Information given

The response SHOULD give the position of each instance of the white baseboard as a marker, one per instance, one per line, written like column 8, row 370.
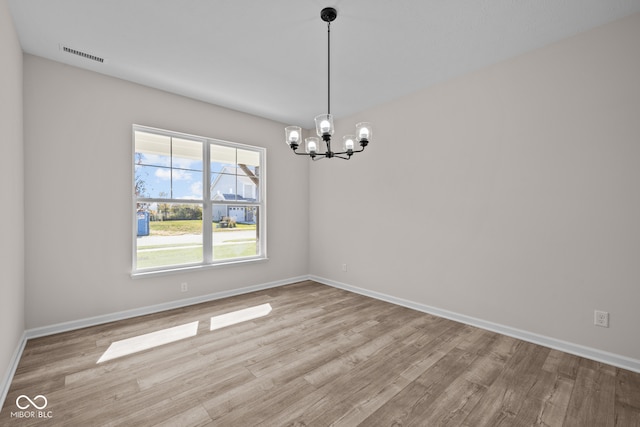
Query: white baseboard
column 578, row 350
column 11, row 369
column 127, row 314
column 565, row 346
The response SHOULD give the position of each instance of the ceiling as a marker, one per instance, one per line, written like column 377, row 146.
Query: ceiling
column 269, row 58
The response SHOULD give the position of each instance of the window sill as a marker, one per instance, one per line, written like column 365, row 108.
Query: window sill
column 176, row 270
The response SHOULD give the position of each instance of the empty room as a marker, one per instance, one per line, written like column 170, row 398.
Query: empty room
column 202, row 226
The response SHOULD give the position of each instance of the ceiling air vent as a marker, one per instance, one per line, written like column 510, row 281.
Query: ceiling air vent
column 83, row 54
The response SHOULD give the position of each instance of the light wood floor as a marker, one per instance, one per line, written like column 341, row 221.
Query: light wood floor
column 321, row 357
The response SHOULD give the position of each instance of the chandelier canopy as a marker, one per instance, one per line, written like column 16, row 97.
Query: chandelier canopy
column 324, row 122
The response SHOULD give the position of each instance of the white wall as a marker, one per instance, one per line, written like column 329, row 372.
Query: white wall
column 524, row 194
column 78, row 194
column 11, row 193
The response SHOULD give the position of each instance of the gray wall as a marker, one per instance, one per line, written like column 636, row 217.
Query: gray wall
column 79, row 190
column 11, row 192
column 523, row 207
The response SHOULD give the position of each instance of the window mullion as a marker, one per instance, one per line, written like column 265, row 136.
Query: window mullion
column 207, row 209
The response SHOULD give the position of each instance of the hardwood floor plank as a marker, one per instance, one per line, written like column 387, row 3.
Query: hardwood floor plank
column 592, row 402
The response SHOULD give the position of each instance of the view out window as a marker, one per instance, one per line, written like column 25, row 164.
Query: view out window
column 198, row 201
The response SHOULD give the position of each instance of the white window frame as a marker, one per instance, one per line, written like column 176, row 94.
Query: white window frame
column 207, row 206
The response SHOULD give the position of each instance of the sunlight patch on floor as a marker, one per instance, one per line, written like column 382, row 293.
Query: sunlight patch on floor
column 239, row 316
column 144, row 342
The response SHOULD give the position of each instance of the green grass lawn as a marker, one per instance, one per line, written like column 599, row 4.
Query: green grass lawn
column 159, row 255
column 176, row 255
column 175, row 228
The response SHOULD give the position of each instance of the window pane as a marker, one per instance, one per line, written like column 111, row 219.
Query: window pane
column 223, row 186
column 153, row 182
column 152, row 149
column 222, row 158
column 186, row 154
column 186, row 184
column 169, row 234
column 235, row 231
column 249, row 159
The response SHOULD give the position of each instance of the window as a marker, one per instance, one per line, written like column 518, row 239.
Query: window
column 197, row 201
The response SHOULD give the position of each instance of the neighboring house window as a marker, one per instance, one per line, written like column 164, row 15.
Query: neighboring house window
column 197, row 201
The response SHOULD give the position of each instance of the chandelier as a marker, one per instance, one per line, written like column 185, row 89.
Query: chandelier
column 324, row 122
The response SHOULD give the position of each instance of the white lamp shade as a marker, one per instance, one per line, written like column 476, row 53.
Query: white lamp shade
column 363, row 131
column 324, row 124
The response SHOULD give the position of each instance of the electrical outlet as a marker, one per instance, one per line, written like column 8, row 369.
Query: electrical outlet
column 601, row 318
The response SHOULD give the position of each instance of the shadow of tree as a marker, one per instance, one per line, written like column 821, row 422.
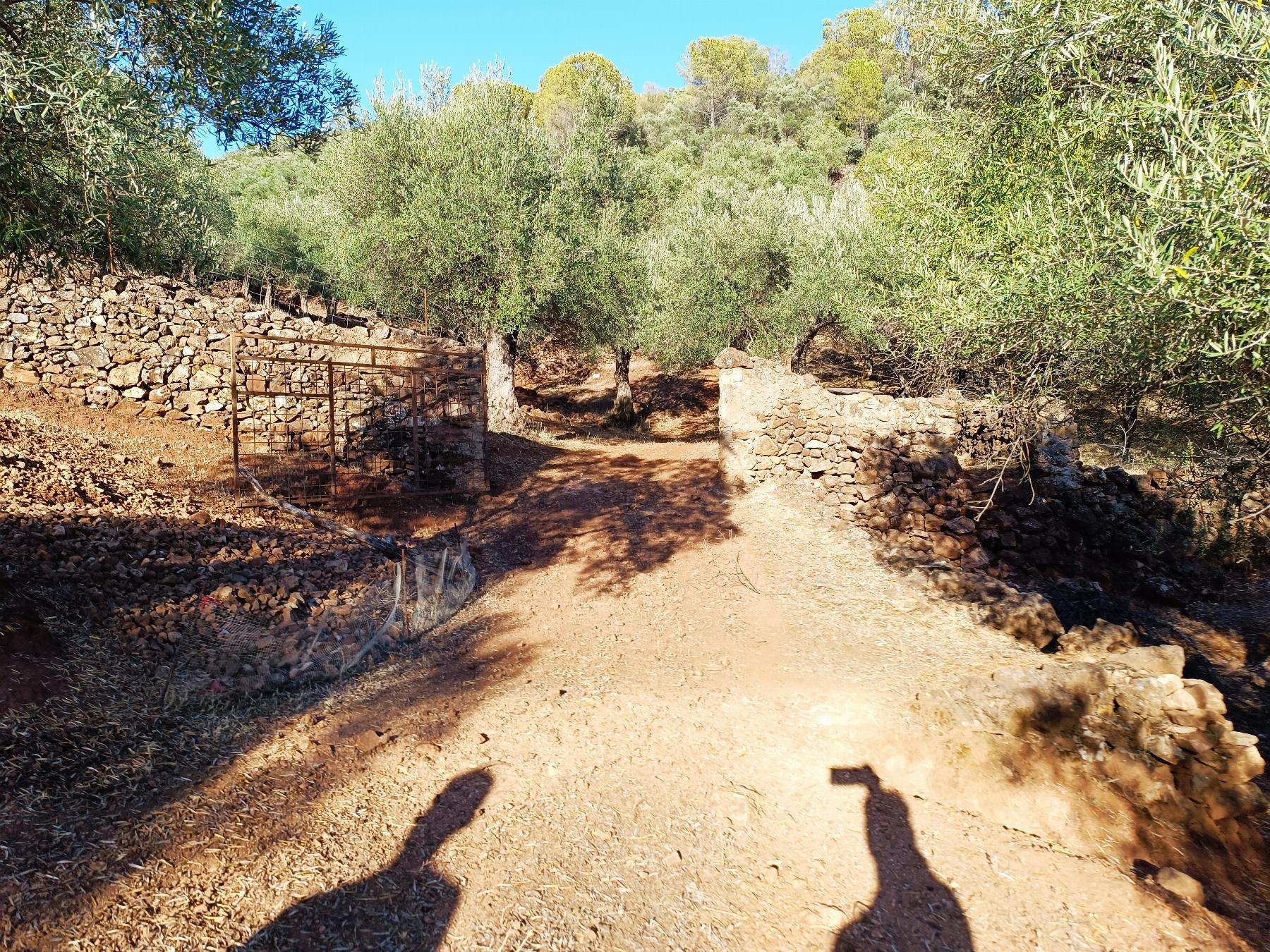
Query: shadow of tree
column 617, row 515
column 406, row 905
column 914, row 908
column 99, row 780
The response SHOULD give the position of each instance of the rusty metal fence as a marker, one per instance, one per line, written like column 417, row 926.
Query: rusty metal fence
column 336, row 422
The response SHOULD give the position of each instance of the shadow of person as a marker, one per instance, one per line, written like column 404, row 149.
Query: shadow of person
column 406, row 907
column 914, row 909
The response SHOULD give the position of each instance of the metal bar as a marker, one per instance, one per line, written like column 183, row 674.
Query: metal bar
column 414, row 429
column 352, row 344
column 330, row 410
column 296, row 393
column 349, row 498
column 234, row 401
column 390, row 367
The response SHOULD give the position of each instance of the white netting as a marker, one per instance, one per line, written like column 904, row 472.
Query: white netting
column 233, row 649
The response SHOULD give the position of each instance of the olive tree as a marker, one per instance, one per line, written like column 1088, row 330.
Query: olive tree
column 1096, row 200
column 600, row 211
column 99, row 101
column 446, row 195
column 762, row 272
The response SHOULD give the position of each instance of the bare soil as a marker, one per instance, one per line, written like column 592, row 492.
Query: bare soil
column 668, row 719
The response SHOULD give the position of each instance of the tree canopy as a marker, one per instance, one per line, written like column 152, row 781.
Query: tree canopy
column 99, row 101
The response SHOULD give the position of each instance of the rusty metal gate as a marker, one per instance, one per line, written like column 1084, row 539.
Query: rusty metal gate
column 336, row 422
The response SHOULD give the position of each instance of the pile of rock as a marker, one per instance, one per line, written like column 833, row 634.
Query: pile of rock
column 887, row 463
column 927, row 476
column 903, row 469
column 1161, row 739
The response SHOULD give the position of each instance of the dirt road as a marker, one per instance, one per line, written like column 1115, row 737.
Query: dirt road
column 668, row 720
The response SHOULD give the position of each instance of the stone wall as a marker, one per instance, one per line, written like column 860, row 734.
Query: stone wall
column 895, row 466
column 158, row 348
column 926, row 477
column 1162, row 740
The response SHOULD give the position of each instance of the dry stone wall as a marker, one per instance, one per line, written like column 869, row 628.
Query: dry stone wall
column 924, row 476
column 158, row 348
column 895, row 466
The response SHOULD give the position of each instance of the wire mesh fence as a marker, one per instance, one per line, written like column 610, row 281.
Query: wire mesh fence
column 323, row 420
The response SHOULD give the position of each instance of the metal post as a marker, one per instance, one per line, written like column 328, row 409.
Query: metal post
column 330, row 420
column 406, row 601
column 234, row 404
column 414, row 428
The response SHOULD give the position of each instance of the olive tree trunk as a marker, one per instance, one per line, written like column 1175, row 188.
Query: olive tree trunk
column 501, row 406
column 624, row 401
column 798, row 360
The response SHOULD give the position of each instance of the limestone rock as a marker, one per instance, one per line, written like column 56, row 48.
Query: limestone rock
column 1181, row 885
column 1103, row 637
column 1028, row 617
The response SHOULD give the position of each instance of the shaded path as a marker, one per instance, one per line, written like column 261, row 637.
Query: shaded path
column 657, row 761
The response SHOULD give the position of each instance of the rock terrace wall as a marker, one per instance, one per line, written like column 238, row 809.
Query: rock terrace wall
column 906, row 471
column 159, row 349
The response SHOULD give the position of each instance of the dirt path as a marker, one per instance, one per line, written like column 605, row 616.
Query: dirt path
column 668, row 720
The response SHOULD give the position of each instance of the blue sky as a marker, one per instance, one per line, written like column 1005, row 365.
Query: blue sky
column 646, row 39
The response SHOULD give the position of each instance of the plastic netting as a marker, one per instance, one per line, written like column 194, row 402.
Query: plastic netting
column 233, row 649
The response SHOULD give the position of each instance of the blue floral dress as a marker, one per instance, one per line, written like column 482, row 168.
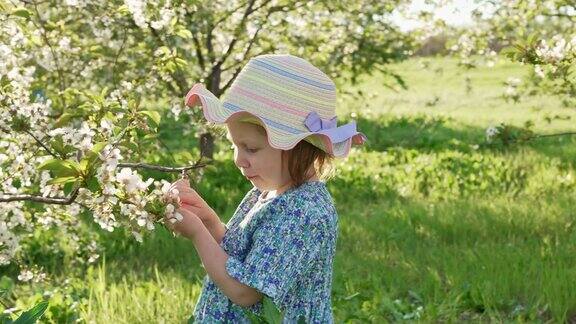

Written instruction
Format everything from the start of the data down to the line containing "column 565, row 346", both ends included, as a Markdown table with the columns No. and Content, one numbered row per line and blank lines skipped. Leave the pictures out.

Solution below
| No. | Content |
|---|---|
| 1 | The response SHOULD give the position of each instance of the white baseboard as a marker, one per instance, one per line, written like column 8, row 370. |
| 2 | Query: white baseboard |
| 3 | column 578, row 350 |
| 4 | column 11, row 369 |
| 5 | column 127, row 314 |
| 6 | column 565, row 346 |